• **TASK PROMPT**:
Pick every line out of the entries below that has the string "white", and copy it.
═════ INPUT MATERIAL
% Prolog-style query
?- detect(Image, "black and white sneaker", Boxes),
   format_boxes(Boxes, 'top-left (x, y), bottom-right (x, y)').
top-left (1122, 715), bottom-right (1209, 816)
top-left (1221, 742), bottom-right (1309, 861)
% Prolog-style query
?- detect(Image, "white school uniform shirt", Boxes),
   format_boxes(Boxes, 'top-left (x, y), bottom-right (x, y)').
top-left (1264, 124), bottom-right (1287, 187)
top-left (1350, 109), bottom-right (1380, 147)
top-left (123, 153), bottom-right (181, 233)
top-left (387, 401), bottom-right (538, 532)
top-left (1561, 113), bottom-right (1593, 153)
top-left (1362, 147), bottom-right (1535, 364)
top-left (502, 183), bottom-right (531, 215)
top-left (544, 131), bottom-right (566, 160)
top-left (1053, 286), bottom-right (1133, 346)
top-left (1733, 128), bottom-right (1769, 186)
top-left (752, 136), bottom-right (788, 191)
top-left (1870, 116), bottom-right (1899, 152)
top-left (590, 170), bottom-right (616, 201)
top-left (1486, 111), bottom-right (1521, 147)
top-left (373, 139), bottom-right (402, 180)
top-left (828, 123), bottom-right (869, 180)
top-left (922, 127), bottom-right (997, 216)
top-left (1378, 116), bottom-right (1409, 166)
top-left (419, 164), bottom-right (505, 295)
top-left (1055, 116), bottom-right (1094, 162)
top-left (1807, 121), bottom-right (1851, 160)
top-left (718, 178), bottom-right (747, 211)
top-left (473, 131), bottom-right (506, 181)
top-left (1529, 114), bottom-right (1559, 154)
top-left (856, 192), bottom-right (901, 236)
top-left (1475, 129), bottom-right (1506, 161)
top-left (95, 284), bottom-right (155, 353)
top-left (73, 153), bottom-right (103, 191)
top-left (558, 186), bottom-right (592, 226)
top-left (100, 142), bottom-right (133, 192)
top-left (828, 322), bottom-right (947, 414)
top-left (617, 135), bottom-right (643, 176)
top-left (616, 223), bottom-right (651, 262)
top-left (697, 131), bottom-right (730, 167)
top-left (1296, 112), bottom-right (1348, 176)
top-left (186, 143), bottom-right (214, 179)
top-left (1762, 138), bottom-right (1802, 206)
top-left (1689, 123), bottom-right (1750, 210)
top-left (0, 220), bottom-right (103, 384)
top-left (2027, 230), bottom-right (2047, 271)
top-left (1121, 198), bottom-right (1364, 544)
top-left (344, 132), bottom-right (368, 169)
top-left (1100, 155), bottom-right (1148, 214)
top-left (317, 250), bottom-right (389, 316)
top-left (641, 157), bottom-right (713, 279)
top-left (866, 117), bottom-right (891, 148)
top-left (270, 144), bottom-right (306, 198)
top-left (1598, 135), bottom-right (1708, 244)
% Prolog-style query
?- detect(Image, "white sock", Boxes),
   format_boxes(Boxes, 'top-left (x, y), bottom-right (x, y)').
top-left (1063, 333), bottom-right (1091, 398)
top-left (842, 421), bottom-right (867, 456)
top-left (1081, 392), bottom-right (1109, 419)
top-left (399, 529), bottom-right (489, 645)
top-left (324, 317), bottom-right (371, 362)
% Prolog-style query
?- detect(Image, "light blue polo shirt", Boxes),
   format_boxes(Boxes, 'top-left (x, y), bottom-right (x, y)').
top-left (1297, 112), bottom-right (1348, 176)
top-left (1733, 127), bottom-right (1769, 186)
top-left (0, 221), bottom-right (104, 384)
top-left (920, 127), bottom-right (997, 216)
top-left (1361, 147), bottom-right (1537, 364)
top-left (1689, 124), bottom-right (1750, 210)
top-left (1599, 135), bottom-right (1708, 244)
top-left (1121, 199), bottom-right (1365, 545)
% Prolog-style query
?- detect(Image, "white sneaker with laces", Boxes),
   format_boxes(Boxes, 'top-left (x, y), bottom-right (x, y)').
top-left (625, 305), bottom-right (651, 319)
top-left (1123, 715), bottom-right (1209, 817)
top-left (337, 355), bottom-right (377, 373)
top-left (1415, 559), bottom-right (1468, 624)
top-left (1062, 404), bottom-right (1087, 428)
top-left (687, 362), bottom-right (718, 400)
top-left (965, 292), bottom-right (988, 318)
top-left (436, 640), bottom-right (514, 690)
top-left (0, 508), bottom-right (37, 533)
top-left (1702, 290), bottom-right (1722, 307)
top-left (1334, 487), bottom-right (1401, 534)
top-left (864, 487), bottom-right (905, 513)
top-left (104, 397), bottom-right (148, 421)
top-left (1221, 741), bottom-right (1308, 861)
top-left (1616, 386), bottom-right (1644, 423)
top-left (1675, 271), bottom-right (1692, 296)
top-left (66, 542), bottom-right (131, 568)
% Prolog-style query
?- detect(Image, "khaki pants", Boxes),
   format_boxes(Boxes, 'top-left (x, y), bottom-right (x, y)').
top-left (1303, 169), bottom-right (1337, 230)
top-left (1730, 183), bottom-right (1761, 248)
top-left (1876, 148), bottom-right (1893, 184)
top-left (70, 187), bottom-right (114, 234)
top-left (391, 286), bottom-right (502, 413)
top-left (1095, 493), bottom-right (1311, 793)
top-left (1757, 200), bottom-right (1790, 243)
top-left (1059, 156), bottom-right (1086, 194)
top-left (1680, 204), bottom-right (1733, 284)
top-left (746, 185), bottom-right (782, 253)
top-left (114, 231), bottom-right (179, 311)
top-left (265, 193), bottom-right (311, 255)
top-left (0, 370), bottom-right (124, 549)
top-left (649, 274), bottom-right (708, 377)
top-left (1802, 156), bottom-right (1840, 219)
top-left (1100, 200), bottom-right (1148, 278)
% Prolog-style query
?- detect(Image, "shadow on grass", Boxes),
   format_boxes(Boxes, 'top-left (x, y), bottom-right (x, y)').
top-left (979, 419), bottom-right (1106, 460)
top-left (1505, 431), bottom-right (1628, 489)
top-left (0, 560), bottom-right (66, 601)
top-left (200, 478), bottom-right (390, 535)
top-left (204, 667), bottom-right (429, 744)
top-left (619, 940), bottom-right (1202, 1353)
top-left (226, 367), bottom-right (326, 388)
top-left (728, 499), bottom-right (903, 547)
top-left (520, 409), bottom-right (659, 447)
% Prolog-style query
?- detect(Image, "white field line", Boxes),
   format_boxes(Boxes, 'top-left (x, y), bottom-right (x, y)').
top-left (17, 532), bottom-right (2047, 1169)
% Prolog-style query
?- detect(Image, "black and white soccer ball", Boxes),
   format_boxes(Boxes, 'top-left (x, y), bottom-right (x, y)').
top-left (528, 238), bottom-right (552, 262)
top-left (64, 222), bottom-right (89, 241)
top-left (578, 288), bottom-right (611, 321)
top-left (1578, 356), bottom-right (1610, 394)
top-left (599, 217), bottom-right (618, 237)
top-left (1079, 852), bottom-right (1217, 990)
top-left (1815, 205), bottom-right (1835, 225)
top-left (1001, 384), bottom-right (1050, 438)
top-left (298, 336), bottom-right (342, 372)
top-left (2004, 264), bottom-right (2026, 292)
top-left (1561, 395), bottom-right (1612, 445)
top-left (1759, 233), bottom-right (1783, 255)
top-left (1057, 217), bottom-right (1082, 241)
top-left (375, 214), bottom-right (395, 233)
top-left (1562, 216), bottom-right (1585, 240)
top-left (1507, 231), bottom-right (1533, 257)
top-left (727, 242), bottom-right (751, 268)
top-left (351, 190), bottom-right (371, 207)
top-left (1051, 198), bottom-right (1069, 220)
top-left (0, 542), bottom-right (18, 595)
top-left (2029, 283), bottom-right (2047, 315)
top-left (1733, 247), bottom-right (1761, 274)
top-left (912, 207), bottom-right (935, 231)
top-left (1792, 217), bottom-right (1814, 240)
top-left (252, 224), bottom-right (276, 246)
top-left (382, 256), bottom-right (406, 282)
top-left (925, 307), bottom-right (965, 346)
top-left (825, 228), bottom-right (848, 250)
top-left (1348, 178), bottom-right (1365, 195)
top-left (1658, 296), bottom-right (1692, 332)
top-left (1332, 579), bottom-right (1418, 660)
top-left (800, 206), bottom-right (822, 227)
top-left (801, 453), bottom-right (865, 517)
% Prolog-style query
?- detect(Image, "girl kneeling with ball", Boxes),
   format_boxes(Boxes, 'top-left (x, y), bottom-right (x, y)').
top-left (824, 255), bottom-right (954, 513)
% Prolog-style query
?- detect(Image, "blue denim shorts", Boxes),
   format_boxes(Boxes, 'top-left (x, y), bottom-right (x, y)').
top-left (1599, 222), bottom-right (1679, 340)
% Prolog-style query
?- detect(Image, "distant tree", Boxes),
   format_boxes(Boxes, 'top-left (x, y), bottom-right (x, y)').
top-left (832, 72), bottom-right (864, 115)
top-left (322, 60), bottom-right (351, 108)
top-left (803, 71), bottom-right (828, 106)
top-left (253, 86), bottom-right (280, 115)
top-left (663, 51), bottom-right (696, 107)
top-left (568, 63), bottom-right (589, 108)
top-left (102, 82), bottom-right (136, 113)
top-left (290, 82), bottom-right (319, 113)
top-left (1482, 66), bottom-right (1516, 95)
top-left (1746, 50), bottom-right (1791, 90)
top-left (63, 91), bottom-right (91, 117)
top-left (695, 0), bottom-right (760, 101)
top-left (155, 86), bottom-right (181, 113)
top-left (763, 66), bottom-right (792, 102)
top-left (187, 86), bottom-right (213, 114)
══════════
• **THE ANSWER**:
?- detect(Image, "black and white sneaker", Boxes),
?- detect(Image, "white school uniform shirt", Boxes),
?- detect(Image, "white sock", Boxes),
?- detect(Image, "white sneaker with laces", Boxes),
?- detect(Image, "white field line", Boxes),
?- detect(Image, "black and white soccer ball", Boxes),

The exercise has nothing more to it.